- **TEXT PROVIDED**

○ ○ ○

Irish immigrants escaping poverty and hunger arrived in America penniless, unskilled, and undereducated. Many people in America stereotyped Irish immigrants as dim-witted, lazy, immoral, and—especially the men—violent drunks. The Irish were not often considered to be "white." References to "the Irish race" were common in the 19th century, as was the assumption that the "Anglo-Saxon race" was superior. Some maintained that the Irish were closer to Africans than to whites, and laws allowed businesses to refuse to hire people from either group. Thus, Irish immigrants were confronted by hostility as they struggled to survive in unsanitary slums.

○ ○ ○

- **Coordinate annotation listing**
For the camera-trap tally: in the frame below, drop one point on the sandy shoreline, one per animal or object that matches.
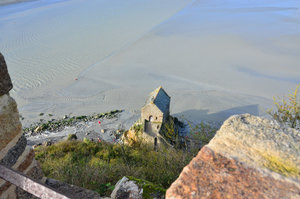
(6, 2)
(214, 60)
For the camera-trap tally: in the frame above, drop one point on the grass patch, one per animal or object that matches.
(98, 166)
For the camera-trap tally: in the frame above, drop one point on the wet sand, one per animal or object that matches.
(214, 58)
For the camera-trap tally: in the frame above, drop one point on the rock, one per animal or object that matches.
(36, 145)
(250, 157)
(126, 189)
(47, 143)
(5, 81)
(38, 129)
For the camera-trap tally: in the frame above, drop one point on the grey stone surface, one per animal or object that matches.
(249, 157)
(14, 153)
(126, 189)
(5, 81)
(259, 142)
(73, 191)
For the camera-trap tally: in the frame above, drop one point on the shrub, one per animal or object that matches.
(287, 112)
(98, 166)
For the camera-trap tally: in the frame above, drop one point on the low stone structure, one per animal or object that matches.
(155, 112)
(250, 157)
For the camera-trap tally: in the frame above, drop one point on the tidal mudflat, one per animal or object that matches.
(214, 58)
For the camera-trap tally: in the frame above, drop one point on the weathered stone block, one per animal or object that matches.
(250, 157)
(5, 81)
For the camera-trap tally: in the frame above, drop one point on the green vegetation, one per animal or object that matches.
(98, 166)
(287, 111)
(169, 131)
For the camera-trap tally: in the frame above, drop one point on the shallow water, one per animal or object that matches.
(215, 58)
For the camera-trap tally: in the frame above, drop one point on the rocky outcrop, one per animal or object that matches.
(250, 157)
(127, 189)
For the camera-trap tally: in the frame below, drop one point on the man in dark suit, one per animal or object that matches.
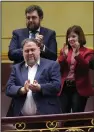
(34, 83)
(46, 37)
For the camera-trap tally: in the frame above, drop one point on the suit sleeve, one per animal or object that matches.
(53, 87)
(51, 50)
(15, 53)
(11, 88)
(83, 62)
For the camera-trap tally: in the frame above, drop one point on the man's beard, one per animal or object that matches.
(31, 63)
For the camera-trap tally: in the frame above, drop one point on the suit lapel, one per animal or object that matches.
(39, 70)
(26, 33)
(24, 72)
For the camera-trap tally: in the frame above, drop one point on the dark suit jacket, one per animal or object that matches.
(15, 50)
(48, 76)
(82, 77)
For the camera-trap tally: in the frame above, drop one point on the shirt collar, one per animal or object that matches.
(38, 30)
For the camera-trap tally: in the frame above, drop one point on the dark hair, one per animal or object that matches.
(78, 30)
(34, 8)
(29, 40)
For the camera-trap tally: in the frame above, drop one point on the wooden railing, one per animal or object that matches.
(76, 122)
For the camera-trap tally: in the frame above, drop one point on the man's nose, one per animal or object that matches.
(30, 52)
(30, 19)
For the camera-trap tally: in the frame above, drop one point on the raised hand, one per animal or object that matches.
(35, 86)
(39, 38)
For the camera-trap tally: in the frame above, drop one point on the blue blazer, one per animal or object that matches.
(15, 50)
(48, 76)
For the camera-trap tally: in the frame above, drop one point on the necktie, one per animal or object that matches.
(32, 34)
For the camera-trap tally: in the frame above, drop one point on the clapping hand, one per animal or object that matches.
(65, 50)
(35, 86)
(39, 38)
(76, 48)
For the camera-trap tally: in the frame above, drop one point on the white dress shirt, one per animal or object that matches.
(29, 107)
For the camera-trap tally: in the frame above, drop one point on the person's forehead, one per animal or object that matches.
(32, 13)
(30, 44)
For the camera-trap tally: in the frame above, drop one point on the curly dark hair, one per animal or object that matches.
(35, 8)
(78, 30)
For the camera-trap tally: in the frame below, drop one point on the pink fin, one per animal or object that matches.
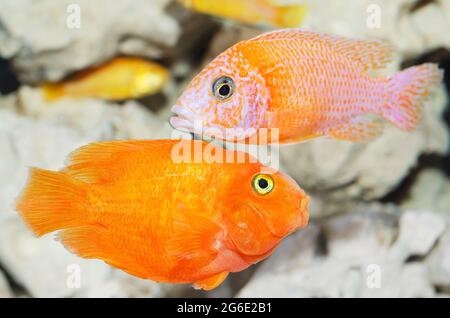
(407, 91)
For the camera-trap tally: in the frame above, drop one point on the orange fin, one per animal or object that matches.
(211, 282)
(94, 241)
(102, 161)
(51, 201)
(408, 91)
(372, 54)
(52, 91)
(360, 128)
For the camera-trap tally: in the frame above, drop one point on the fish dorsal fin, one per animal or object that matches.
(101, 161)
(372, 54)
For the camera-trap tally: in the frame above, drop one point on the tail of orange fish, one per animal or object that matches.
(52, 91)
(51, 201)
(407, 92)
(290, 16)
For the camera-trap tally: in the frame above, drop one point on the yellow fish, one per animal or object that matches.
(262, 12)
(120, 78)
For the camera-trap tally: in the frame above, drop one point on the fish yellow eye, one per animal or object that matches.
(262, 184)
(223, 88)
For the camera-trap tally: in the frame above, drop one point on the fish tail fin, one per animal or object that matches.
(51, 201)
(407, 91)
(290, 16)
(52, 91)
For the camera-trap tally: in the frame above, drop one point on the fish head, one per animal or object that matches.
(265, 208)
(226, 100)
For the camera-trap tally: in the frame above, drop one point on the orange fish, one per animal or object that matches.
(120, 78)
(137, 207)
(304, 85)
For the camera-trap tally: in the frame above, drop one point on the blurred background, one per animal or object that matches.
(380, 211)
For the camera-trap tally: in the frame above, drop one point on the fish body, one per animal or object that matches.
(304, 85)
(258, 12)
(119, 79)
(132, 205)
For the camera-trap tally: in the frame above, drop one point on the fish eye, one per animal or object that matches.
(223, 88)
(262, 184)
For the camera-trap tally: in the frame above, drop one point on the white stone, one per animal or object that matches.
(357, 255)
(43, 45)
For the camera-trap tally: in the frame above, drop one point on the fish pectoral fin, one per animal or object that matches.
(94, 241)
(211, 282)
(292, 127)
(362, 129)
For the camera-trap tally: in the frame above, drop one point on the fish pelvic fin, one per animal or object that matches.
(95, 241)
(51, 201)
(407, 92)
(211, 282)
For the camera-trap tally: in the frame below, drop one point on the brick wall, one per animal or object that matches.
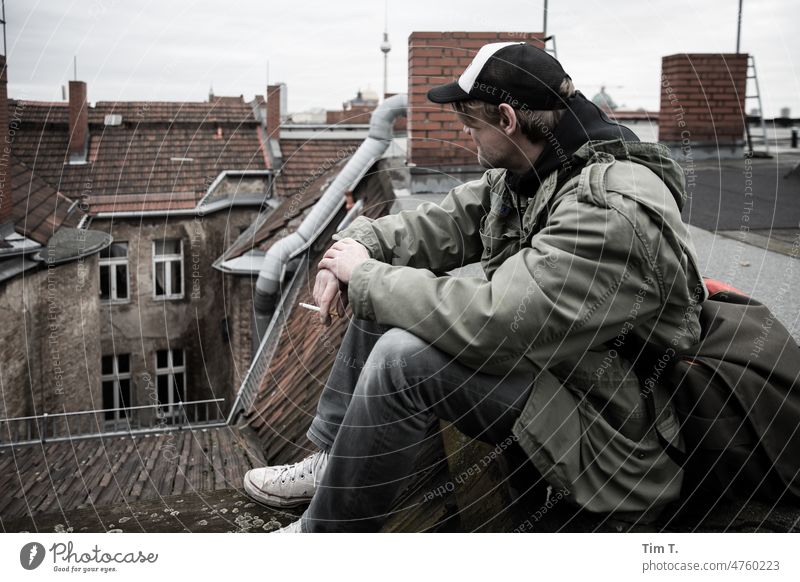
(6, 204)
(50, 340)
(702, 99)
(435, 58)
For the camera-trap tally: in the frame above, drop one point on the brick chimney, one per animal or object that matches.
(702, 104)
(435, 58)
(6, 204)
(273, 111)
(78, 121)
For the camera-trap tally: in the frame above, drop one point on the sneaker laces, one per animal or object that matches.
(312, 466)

○ ○ ○

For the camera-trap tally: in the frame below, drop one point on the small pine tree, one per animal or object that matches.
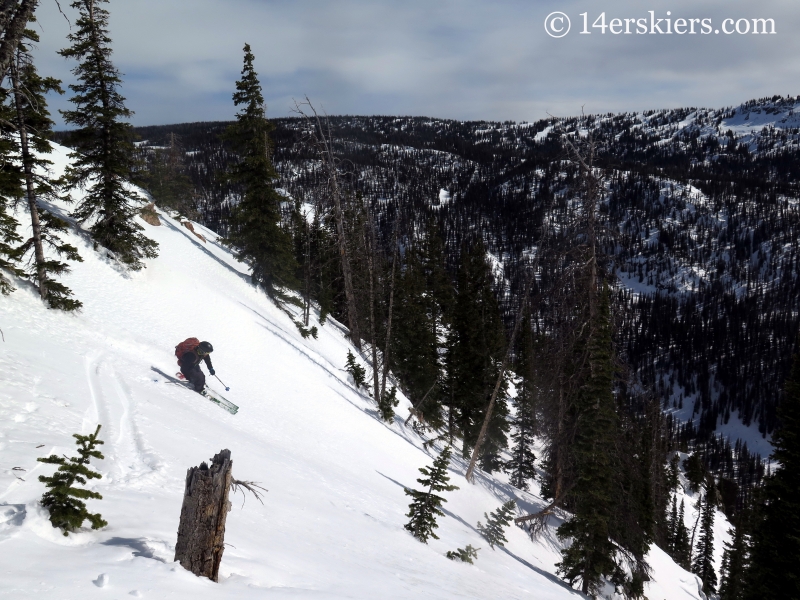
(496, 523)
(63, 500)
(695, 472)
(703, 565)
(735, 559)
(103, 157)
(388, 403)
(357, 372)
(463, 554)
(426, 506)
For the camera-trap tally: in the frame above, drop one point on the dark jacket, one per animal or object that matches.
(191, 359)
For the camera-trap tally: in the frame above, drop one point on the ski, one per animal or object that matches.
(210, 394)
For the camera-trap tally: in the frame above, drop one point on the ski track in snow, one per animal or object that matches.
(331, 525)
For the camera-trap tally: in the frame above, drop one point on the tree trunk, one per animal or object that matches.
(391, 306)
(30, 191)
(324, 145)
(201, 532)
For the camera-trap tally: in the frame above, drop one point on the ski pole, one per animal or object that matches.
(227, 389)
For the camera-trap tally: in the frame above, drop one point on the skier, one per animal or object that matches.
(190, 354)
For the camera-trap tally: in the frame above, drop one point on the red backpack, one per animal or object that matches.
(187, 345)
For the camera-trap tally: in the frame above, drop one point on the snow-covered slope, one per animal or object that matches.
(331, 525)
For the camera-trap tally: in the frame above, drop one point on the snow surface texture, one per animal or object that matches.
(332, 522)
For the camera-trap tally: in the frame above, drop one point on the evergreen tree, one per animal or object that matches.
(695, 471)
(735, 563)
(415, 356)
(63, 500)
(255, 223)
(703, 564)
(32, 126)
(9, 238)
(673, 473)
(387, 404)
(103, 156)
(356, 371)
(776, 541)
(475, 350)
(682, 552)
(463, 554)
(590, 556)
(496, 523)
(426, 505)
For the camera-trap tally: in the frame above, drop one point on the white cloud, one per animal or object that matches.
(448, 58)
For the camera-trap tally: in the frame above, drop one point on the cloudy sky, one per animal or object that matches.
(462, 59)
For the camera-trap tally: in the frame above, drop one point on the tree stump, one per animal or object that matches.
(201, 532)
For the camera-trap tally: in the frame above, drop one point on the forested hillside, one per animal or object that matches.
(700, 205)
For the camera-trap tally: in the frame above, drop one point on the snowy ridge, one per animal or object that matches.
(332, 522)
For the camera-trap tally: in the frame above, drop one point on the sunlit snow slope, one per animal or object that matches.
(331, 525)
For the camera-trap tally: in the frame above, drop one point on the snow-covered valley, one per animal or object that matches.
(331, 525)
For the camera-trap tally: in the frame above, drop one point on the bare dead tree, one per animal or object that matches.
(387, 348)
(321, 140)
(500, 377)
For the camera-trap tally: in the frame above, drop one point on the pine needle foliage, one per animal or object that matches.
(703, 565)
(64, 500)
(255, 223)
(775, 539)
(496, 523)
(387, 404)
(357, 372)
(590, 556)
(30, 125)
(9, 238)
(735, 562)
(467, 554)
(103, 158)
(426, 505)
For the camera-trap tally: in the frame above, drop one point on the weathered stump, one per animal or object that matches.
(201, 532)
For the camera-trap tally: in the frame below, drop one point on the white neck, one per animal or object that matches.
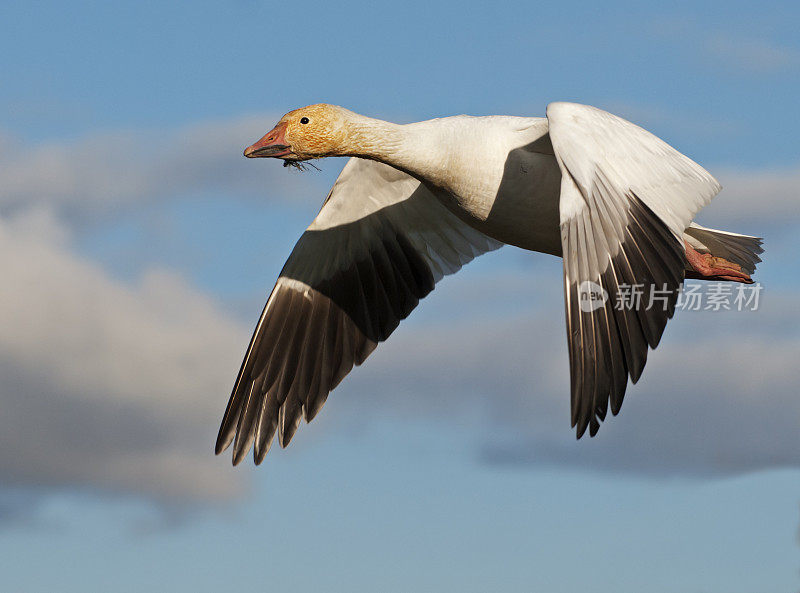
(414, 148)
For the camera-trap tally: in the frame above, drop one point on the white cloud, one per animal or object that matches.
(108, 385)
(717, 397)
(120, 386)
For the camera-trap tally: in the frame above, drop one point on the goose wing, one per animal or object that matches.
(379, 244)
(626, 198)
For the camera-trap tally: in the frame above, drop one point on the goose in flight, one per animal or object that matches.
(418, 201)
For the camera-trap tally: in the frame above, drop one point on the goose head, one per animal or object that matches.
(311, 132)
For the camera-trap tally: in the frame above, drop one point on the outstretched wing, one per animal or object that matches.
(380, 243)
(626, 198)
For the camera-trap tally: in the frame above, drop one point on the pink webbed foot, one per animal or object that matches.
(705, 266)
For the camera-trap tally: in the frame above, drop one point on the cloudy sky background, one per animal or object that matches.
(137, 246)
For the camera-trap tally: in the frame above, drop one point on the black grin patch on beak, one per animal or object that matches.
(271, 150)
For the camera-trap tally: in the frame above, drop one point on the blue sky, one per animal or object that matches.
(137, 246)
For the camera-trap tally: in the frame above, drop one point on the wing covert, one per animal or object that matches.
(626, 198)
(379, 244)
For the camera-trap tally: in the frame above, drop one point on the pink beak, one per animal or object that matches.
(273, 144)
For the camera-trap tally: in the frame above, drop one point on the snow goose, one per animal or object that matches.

○ ○ ○

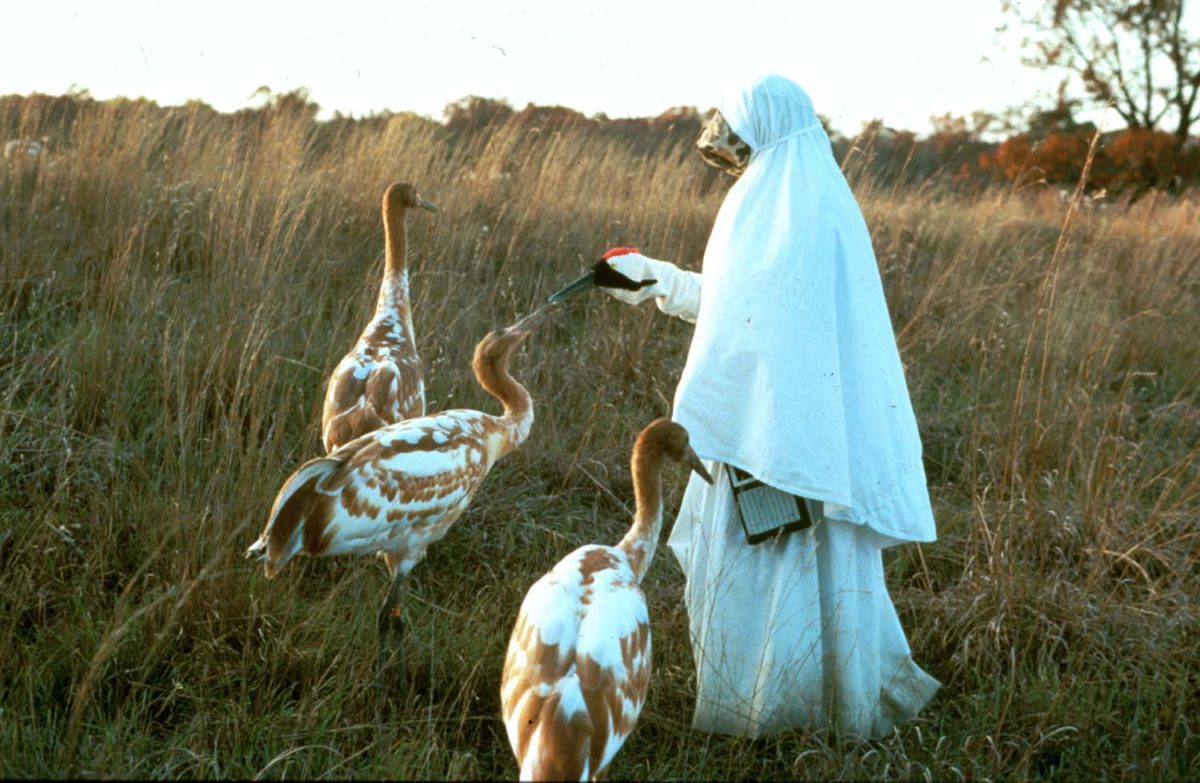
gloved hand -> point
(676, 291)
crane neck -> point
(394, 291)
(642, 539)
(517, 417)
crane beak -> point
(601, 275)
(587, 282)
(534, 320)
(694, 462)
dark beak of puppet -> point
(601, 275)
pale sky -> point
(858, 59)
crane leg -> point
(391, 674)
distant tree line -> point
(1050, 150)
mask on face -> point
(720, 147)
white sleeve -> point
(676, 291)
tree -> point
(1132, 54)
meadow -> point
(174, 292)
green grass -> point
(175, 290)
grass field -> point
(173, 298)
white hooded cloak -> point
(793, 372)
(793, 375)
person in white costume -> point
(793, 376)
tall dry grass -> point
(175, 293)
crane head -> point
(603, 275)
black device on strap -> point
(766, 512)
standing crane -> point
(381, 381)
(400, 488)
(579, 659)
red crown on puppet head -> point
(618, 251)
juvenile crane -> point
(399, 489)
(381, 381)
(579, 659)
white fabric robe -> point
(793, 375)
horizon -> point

○ ○ ○

- **STATED TASK 1**
Answer these questions using the passage on Irish immigrants in America:
(a) In what condition did Irish immigrants arrive in America?
(b) Which race was commonly assumed to be superior in the 19th century?
(c) What did laws allow businesses to do?
- **STATED TASK 2**
Write out the part of the passage on Irish immigrants in America between "Irish immigrants escaping" and "in unsanitary slums.", inclusive.
- **STATED TASK 3**
Carry on the passage on Irish immigrants in America from where it stops.
Nothing in the listing is needed for this work.

- **EXERCISE ANSWER 1**
(a) They arrived penniless, unskilled, and undereducated.
(b) The "Anglo-Saxon race."
(c) Laws allowed businesses to refuse to hire Irish people or Africans.

- **EXERCISE ANSWER 2**
Irish immigrants escaping poverty and hunger arrived in America penniless, unskilled, and undereducated. Many people in America stereotyped Irish immigrants as dim-witted, lazy, immoral, and—especially the men—violent drunks. The Irish were not often considered to be "white." References to "the Irish race" were common in the 19th century, as was the assumption that the "Anglo-Saxon race" was superior. Some maintained that the Irish were closer to Africans than to whites, and laws allowed businesses to refuse to hire people from either group. Thus, Irish immigrants were confronted by hostility as they struggled to survive in unsanitary slums.

- **EXERCISE ANSWER 3**
An Irish character portrayed as immoral, or routinely drunk, acquires a different significance given racist stereotypes in the 19th century. Crane authentically depicts the squalor he witnessed in the Bowery, but his choice to describe Maggie's family and friends as Irish immigrants who are immoral (Pete and Nellie), violent (Blue Billie and Jimmie), and drunk (both of Maggie's parents) is typical of the prejudices of his times. With Maggie: A Girl of the Streets Crane opened his readers' eyes to the degradation of the slums, but he also perpetuated the stereotypes prevalent at the time. Those who believed negative stereotypes may have read Maggie: A Girl of the Streets as illuminating the innate immorality, violence, and drunkenness of the "Irish race." Consequently, Crane's message that an environment of deprivation can dictate a life of ruin may have been lost on some of his readers.